> [Task instructions]
Reproduce word for word the stretch of the records below from the line containing "292, row 413." through the line containing "column 223, row 256", including both of those lines.

— begin —

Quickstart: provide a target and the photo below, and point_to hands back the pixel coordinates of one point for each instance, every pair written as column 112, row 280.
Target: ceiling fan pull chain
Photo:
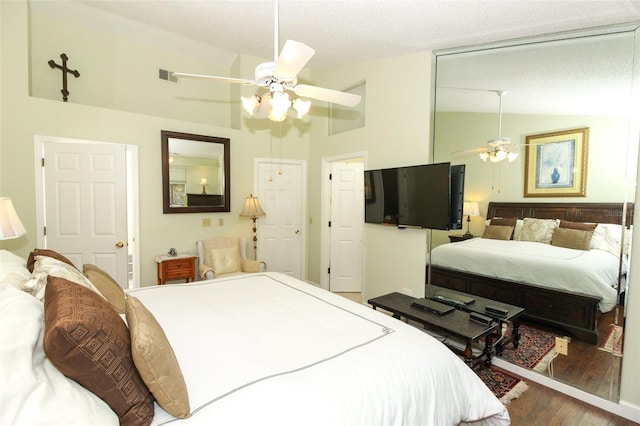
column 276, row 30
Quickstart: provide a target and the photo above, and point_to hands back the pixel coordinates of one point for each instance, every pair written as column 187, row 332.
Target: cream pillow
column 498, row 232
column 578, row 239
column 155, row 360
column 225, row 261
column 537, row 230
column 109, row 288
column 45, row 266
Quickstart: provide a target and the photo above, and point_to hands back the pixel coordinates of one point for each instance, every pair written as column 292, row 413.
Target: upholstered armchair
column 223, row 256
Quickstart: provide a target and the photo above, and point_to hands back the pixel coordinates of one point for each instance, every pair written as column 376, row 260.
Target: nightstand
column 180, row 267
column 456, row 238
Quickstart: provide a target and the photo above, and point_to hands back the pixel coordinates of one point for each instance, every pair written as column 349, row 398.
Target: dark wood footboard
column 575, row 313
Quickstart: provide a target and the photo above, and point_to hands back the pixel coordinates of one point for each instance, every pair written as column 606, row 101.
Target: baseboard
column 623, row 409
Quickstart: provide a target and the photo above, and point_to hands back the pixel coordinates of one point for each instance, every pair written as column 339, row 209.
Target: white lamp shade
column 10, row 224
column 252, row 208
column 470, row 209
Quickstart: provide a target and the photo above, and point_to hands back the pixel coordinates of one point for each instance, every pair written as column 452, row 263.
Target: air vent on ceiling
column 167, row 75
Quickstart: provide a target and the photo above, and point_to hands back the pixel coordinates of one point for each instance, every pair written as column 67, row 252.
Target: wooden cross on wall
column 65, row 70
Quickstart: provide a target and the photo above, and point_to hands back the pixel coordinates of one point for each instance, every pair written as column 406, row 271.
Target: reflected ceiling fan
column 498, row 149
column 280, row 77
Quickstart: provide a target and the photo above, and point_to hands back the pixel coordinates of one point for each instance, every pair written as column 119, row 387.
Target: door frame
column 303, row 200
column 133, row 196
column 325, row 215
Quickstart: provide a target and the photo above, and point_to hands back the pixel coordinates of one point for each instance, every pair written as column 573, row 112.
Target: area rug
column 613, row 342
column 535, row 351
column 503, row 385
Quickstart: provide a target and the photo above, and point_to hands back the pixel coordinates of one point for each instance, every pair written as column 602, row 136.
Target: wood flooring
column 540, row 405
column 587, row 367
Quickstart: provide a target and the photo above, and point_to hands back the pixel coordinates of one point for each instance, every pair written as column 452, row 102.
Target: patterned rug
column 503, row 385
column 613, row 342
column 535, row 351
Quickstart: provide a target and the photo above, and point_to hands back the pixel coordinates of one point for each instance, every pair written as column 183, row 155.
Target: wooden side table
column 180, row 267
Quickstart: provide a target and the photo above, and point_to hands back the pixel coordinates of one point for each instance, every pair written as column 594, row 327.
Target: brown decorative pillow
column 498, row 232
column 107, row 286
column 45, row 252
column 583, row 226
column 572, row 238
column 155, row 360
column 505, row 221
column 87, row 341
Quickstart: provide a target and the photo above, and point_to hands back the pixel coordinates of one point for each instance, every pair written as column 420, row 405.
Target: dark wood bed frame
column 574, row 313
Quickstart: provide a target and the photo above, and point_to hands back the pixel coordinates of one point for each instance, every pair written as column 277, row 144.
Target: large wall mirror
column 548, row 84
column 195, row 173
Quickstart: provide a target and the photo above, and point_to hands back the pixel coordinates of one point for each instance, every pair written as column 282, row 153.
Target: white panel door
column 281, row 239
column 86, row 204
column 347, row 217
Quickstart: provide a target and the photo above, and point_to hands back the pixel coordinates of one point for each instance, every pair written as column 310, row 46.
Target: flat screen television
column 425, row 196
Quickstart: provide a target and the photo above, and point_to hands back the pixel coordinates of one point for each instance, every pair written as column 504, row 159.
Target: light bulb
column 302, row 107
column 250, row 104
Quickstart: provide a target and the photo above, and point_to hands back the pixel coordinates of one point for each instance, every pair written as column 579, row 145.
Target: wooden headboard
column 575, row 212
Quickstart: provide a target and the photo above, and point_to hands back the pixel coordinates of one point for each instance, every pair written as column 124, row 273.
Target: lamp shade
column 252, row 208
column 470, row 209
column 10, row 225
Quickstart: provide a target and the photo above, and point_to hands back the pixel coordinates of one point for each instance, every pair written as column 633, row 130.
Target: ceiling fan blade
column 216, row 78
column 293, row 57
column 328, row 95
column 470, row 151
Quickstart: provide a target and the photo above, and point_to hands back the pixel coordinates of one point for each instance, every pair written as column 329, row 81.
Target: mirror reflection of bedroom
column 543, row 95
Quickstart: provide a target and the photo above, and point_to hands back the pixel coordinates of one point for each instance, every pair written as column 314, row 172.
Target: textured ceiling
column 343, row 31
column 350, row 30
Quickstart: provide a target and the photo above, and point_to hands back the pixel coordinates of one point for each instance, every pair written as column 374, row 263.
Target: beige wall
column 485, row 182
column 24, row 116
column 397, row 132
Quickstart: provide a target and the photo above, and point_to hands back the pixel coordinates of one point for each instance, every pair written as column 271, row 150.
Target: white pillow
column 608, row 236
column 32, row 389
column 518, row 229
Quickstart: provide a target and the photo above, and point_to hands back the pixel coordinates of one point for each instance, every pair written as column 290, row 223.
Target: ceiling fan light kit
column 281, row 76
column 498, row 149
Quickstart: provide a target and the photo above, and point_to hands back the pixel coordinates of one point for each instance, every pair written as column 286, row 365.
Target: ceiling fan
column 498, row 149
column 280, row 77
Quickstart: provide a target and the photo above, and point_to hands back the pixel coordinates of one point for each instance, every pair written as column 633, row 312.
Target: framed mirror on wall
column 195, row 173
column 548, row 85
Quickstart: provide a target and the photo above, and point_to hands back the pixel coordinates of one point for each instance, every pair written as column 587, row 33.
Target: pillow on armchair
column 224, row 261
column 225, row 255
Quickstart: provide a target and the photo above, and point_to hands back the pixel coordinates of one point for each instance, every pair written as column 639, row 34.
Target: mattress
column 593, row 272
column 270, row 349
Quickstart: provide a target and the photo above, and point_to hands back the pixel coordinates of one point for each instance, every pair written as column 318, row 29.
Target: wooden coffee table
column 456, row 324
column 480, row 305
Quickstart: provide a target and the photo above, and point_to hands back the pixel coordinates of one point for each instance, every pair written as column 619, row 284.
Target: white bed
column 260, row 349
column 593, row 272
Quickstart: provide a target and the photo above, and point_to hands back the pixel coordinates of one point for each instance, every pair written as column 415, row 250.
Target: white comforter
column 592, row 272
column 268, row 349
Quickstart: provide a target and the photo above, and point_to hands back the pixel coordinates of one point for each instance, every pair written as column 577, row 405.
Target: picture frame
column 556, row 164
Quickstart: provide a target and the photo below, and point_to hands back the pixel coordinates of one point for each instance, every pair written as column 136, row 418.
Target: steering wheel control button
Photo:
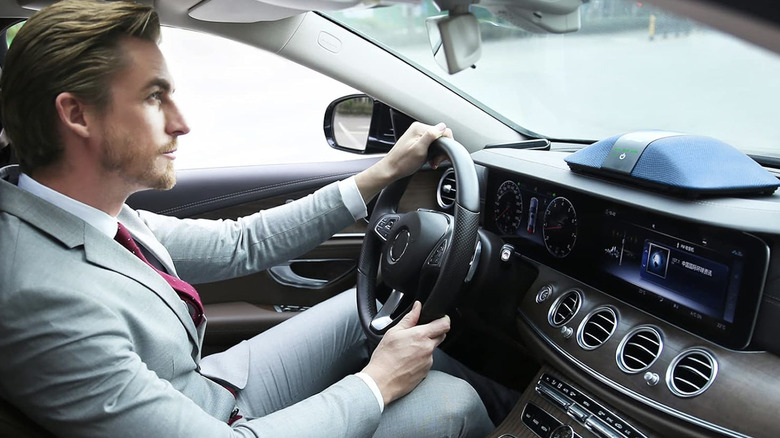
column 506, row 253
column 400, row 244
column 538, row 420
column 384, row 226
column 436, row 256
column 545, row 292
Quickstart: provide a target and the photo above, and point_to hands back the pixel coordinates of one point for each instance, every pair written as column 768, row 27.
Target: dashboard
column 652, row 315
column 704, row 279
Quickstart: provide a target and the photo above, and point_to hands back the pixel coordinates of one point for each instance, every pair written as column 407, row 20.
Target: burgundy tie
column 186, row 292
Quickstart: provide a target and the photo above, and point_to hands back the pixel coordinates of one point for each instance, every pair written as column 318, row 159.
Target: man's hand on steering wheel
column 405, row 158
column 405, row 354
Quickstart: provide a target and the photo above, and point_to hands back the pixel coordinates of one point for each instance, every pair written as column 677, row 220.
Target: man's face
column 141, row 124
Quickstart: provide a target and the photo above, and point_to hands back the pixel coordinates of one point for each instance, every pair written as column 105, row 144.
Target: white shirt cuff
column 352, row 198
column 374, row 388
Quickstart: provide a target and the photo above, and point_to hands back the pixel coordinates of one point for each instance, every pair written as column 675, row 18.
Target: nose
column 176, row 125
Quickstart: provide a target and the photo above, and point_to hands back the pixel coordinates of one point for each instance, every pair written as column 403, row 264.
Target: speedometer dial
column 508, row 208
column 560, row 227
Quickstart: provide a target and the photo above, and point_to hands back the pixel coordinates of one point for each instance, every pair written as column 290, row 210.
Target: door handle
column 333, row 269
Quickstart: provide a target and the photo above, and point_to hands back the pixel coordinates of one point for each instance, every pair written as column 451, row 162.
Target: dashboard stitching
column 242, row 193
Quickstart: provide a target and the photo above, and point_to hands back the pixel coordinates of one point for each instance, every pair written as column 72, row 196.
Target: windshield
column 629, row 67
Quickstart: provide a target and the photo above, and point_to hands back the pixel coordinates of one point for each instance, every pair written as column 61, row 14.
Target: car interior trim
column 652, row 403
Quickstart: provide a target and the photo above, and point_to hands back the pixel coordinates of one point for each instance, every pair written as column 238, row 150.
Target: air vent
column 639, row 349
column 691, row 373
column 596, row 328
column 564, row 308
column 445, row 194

— end —
— begin —

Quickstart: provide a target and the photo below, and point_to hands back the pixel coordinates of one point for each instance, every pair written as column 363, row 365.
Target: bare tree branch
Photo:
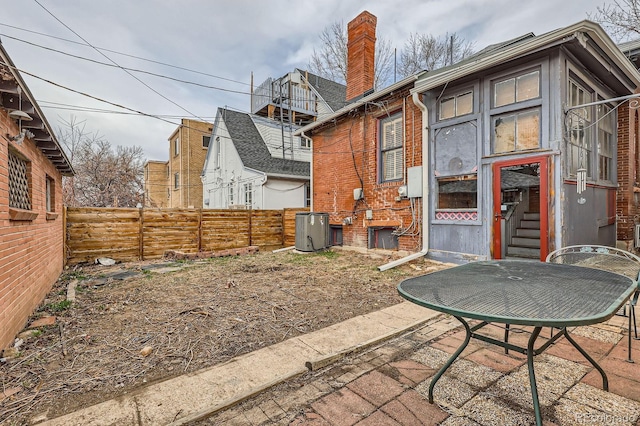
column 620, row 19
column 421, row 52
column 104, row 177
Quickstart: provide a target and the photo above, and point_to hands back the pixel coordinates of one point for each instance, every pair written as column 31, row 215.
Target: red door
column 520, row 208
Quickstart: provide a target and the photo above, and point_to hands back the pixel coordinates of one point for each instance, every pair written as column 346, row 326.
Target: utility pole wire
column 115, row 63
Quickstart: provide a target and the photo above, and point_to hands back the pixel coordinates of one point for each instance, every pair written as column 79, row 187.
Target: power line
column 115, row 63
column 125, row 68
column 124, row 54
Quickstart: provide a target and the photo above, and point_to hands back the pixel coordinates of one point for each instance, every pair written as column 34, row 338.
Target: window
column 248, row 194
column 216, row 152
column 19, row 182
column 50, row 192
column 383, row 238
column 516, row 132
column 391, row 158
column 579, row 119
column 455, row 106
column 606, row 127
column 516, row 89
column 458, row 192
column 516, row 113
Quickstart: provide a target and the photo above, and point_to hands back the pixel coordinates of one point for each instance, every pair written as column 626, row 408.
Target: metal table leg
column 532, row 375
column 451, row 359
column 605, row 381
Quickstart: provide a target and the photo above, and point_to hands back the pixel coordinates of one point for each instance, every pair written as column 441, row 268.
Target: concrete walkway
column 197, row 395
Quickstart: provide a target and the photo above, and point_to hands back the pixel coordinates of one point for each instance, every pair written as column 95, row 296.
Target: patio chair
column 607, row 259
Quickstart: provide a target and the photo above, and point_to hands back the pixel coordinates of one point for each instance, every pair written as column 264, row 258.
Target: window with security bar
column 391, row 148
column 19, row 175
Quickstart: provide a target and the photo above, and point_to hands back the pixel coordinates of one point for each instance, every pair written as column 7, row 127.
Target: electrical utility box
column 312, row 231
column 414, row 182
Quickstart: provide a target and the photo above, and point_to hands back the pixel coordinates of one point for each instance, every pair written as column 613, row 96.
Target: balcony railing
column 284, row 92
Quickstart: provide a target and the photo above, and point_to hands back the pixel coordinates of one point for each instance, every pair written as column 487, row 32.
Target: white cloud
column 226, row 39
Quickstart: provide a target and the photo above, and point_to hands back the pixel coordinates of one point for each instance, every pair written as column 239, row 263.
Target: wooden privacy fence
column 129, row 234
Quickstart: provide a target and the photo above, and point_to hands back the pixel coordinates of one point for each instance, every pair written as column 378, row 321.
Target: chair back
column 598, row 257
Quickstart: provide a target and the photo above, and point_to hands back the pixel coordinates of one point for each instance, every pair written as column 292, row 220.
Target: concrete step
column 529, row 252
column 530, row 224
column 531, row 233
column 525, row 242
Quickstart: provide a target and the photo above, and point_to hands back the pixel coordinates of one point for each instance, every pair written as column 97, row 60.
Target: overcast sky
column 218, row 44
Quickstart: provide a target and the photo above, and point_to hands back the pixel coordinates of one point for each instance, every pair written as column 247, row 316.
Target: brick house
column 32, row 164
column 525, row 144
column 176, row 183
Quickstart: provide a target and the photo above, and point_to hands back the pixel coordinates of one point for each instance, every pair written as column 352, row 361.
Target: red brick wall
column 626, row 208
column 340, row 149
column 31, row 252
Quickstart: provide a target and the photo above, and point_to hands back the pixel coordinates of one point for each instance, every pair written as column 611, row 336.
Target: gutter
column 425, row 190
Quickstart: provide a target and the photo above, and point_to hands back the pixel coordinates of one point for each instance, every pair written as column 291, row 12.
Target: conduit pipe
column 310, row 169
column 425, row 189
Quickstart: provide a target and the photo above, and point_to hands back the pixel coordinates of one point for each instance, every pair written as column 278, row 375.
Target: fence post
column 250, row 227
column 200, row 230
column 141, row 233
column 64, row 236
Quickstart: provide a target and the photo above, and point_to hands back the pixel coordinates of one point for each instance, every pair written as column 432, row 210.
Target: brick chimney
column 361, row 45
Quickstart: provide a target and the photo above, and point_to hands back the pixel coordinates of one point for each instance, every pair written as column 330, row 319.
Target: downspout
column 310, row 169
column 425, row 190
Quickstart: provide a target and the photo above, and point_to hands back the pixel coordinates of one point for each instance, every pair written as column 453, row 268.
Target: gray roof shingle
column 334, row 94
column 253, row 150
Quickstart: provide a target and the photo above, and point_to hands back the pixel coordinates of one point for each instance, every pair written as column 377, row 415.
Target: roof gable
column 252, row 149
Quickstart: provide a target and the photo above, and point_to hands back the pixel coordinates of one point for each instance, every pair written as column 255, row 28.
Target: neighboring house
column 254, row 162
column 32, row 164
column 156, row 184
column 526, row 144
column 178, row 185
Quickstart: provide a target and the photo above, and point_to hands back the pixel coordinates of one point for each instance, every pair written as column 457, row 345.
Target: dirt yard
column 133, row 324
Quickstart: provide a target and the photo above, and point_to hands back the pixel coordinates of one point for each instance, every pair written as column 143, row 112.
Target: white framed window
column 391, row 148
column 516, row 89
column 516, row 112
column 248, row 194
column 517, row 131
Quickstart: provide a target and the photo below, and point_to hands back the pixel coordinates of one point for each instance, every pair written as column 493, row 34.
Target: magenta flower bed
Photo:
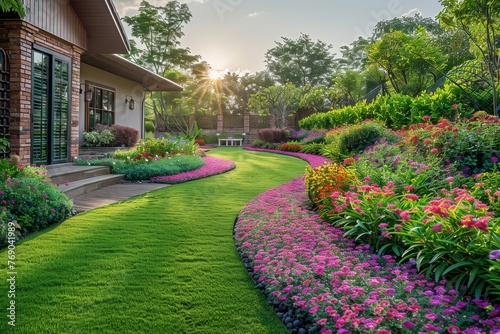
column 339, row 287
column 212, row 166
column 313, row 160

— end —

> [Exercise solution]
Quickstart: provide a target and the photo above, and point_to hands back the pixel coordinates of one point for each instance, every pair written as column 292, row 413.
Target: upholstered armchair
column 223, row 256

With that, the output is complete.